> DATA LISTING
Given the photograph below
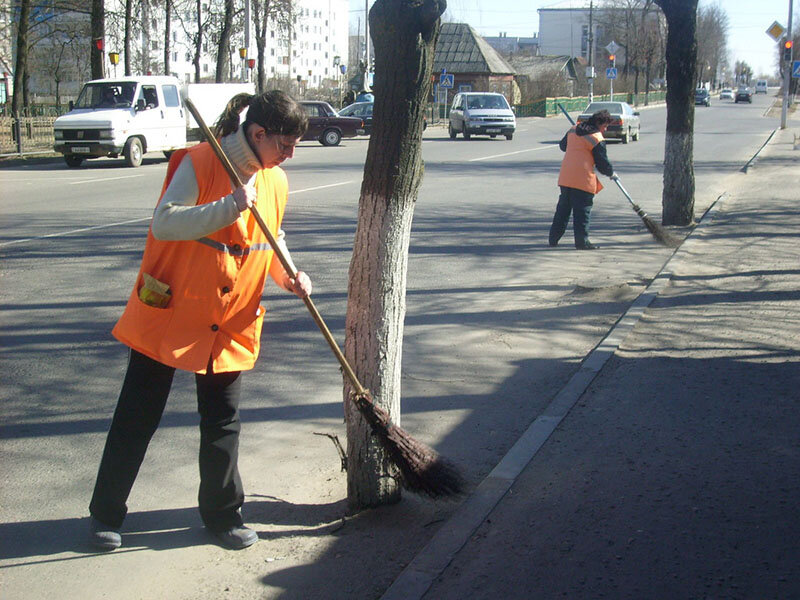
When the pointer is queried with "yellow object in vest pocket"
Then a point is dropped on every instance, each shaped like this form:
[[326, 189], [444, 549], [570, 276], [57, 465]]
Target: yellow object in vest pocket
[[154, 292]]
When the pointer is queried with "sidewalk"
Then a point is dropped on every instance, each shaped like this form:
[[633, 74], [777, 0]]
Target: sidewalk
[[668, 466]]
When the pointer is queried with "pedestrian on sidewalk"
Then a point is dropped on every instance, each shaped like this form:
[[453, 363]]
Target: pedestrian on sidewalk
[[196, 306], [585, 150]]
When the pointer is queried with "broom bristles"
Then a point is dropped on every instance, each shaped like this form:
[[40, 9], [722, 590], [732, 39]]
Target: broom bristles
[[421, 468], [661, 235]]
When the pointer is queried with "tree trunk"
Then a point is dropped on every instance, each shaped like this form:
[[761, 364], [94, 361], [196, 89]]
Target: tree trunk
[[21, 65], [404, 34], [678, 196], [98, 33], [198, 47], [145, 66], [224, 41], [127, 41], [167, 33]]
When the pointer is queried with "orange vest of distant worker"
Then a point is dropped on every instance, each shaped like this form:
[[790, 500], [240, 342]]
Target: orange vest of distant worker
[[215, 311], [577, 168]]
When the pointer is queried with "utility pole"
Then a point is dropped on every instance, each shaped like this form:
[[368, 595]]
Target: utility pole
[[366, 46], [787, 76], [590, 69]]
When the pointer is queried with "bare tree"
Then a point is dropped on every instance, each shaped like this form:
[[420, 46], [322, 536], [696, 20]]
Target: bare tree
[[98, 33], [20, 97], [127, 42], [223, 44], [280, 12], [678, 195], [167, 33], [404, 33], [712, 43]]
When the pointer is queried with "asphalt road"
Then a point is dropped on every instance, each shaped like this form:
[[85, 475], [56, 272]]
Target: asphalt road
[[497, 322]]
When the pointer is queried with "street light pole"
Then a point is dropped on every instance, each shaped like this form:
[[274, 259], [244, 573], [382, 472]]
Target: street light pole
[[787, 76]]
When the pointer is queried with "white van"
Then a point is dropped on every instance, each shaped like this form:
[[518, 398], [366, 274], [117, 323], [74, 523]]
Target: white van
[[481, 113], [129, 116]]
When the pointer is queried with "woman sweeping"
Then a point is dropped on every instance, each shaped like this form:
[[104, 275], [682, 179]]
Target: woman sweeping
[[196, 306]]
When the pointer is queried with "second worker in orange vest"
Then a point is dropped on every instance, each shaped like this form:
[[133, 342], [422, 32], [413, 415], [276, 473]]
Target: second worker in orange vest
[[585, 149], [196, 306]]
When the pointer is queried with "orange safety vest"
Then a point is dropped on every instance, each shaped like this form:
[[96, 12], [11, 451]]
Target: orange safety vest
[[216, 281], [577, 168]]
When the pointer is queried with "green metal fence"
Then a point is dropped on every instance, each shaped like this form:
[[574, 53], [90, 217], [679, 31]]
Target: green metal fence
[[547, 107]]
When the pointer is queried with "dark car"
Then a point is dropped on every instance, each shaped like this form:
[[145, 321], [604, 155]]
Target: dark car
[[744, 94], [326, 126], [625, 123], [702, 97], [363, 110]]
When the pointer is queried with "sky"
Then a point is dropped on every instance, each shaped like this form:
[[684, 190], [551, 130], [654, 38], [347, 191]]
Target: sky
[[748, 21]]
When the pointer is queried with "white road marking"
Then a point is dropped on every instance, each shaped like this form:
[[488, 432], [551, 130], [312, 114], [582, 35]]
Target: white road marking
[[551, 146], [72, 231]]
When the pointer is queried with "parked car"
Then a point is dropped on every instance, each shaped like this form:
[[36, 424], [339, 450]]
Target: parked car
[[325, 124], [481, 113], [744, 94], [363, 110], [625, 125], [702, 97]]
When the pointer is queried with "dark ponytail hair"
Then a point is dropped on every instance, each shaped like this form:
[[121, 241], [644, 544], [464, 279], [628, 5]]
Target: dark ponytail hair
[[275, 111]]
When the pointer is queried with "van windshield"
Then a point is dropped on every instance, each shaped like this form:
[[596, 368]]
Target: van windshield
[[488, 101], [112, 94]]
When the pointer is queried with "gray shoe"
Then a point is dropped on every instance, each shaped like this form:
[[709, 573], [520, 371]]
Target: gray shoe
[[236, 537], [104, 537]]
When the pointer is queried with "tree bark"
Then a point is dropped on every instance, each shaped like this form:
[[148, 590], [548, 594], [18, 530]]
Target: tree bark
[[19, 98], [224, 41], [127, 41], [198, 46], [167, 33], [98, 33], [404, 34], [677, 198]]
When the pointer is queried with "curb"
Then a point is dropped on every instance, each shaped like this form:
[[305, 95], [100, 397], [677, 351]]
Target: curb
[[429, 564]]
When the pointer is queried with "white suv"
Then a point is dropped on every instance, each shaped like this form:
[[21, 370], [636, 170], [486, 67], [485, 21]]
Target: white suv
[[481, 113]]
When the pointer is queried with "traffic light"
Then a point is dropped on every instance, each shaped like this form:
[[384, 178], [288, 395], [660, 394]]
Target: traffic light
[[787, 50]]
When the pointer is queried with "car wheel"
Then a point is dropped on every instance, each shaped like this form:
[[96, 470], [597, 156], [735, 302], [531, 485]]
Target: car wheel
[[330, 137], [72, 160], [133, 152]]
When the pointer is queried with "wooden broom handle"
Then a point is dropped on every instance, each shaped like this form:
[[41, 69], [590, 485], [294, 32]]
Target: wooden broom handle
[[278, 252]]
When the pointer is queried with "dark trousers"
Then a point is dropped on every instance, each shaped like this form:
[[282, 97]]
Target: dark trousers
[[139, 409], [579, 204]]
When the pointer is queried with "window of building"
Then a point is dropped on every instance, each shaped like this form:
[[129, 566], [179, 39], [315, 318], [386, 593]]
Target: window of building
[[171, 97]]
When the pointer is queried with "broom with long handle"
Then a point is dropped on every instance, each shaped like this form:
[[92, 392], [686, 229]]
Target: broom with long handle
[[422, 470], [661, 235]]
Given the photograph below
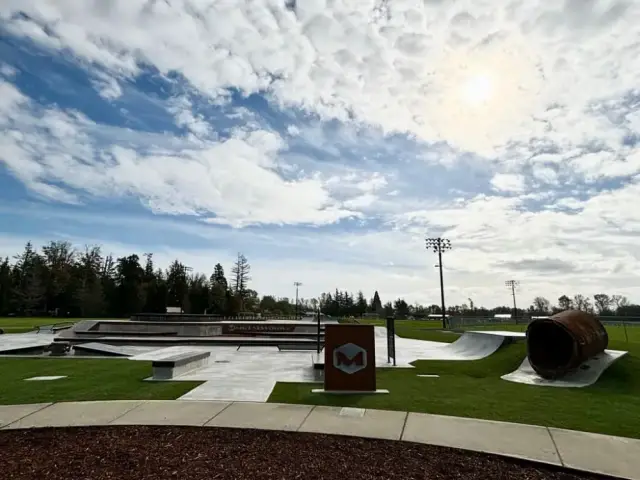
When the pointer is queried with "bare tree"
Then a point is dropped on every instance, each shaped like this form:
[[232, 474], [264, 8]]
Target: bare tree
[[541, 305], [619, 301], [580, 302], [602, 302]]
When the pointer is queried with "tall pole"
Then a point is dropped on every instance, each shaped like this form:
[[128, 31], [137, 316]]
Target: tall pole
[[439, 245], [512, 284], [297, 284], [444, 310]]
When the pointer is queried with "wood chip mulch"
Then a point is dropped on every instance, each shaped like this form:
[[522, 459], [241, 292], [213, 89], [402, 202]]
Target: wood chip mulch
[[193, 453]]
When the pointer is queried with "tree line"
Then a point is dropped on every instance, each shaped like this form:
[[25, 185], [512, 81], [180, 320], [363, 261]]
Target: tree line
[[61, 280]]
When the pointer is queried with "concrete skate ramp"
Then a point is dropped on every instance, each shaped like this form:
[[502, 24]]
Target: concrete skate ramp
[[586, 374], [471, 346]]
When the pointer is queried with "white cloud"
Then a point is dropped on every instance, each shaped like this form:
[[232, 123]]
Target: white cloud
[[506, 182], [540, 92], [408, 70], [107, 86], [7, 70], [234, 179]]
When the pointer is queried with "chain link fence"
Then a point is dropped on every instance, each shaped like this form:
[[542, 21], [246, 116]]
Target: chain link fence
[[466, 322]]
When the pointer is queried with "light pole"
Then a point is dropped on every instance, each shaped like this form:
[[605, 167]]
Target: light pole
[[513, 284], [297, 284], [439, 245]]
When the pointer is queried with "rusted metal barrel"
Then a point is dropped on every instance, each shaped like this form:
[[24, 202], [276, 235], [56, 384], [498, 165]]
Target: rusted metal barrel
[[561, 343]]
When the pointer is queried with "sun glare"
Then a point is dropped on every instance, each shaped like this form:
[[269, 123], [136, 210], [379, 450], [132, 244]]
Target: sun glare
[[477, 89]]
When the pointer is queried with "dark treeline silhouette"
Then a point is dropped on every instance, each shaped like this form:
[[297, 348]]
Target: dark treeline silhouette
[[63, 281]]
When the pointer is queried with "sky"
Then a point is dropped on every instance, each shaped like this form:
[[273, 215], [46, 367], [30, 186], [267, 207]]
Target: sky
[[326, 139]]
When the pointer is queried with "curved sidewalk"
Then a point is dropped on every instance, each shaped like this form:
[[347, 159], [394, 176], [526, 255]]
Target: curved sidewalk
[[595, 453]]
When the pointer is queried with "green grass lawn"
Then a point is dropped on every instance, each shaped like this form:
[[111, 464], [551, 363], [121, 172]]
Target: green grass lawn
[[87, 379], [475, 389]]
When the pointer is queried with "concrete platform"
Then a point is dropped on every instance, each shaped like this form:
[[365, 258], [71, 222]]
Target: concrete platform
[[514, 440], [268, 416], [168, 412], [13, 413], [601, 454], [72, 414], [372, 423]]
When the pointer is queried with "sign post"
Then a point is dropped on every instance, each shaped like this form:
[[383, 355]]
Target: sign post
[[318, 334], [391, 340], [349, 359]]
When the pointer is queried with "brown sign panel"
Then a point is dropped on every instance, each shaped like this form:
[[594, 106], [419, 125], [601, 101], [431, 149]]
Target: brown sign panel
[[256, 328], [349, 358]]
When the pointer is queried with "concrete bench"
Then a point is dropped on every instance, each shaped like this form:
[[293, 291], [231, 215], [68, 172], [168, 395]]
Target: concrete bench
[[176, 365]]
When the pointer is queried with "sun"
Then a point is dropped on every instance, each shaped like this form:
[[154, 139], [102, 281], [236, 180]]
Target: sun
[[477, 89]]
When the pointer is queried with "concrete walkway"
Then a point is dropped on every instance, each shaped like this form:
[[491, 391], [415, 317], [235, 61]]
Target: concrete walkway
[[583, 451]]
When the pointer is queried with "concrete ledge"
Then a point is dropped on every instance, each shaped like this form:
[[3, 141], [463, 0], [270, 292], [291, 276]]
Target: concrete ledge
[[176, 365], [600, 454], [349, 392]]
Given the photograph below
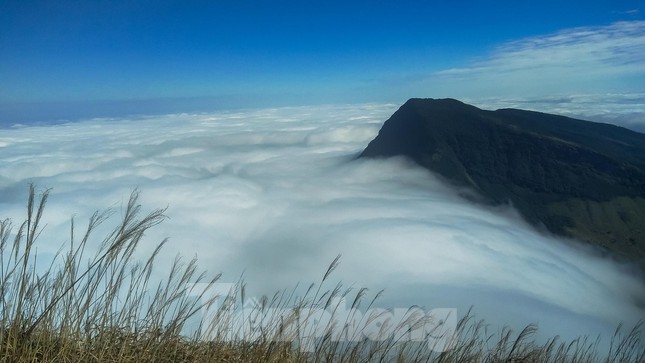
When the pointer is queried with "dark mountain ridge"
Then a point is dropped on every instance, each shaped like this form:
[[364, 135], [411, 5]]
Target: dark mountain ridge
[[575, 178]]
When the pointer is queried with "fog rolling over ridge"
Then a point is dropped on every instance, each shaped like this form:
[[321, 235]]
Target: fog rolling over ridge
[[276, 194]]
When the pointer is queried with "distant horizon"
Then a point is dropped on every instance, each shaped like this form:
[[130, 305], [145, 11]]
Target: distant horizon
[[68, 59]]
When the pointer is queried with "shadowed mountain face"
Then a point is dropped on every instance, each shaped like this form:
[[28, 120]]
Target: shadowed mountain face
[[575, 178]]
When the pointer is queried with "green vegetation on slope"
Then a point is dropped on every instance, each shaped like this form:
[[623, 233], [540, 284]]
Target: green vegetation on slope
[[575, 178]]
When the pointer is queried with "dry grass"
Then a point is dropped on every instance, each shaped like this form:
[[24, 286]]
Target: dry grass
[[104, 308]]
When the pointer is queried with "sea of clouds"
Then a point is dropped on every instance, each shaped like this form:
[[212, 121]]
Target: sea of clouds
[[277, 194]]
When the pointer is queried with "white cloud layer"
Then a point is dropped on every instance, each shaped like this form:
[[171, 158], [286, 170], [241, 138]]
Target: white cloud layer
[[276, 193], [579, 60]]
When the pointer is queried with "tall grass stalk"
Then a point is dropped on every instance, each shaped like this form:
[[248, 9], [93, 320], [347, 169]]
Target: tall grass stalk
[[106, 307]]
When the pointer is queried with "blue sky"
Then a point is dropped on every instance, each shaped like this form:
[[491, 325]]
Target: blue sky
[[59, 57]]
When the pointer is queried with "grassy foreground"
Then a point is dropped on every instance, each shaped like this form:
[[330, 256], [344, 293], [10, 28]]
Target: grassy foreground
[[105, 307]]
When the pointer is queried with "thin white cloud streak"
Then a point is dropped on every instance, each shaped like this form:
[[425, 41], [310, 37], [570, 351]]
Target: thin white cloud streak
[[585, 59], [276, 193]]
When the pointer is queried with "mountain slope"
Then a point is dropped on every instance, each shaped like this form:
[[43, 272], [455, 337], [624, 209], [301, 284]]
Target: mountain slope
[[575, 178]]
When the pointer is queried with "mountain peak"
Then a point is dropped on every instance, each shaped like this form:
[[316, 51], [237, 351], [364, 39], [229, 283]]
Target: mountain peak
[[575, 178]]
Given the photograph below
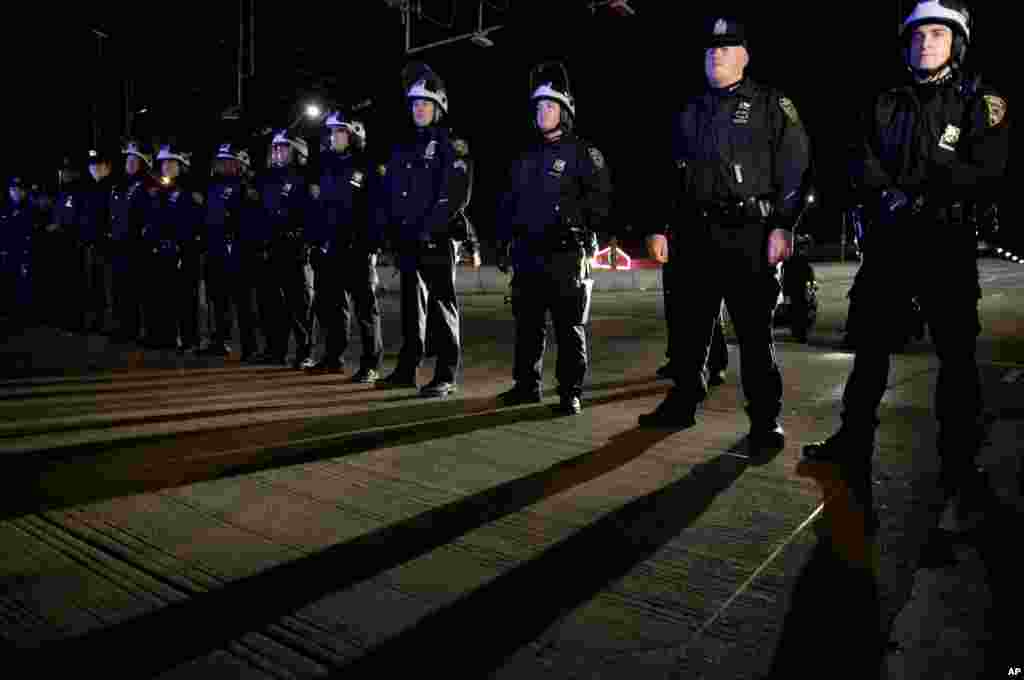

> ACTIVITY
The expected output is an exact copy of the lines from the one holding "[[24, 286]]" through the last line of the listing above, with the pictures omitted.

> OUTPUT BELOW
[[24, 286]]
Target: dry grass
[[104, 308]]
When the pointer is queried with "sea of clouds"
Then a point is dropped on every instance, each shaped like this form:
[[212, 121]]
Target: sea of clouds
[[277, 194]]
When the pointer is queried with "white cloud layer"
Then a point is dropped on every instance, each shaped like this form:
[[171, 158], [286, 170], [241, 138]]
Target: white cloud layer
[[276, 193], [579, 60]]
When the pointer is queried with "tall grass stalk"
Then a point is dropped on every instance, each shaped like this form:
[[248, 9], [93, 320], [347, 169]]
Target: tall grass stalk
[[106, 307]]
When the pointer is queried with "blue sky"
Then a point is dropped on every instance, each shaped like this form:
[[491, 325]]
Target: blue sky
[[59, 57]]
When the pointer is queried with "grassy foreground"
Then a point is dropped on every instance, each shaped like this form:
[[330, 256], [344, 293], [10, 28]]
Target: grassy foreground
[[105, 307]]
When the pointer is queried with "thin white cloud streak"
Then a point is dropped on every instance, each shaped like this form:
[[425, 41], [310, 37], [570, 351]]
Target: thin white cloud streak
[[585, 59], [276, 193]]
When the pointer is queried with "mountain slope"
Then a point is dropped on every instance, each shaped like this form:
[[43, 272], [455, 337], [624, 209], [301, 284]]
Target: mountain slope
[[575, 178]]
When the pointer is queried with "mountain peak"
Then a point is dropped on every instance, each shaped like this form:
[[316, 51], [237, 351], [364, 39], [229, 283]]
Target: mountain peak
[[575, 178]]
Given the photograph below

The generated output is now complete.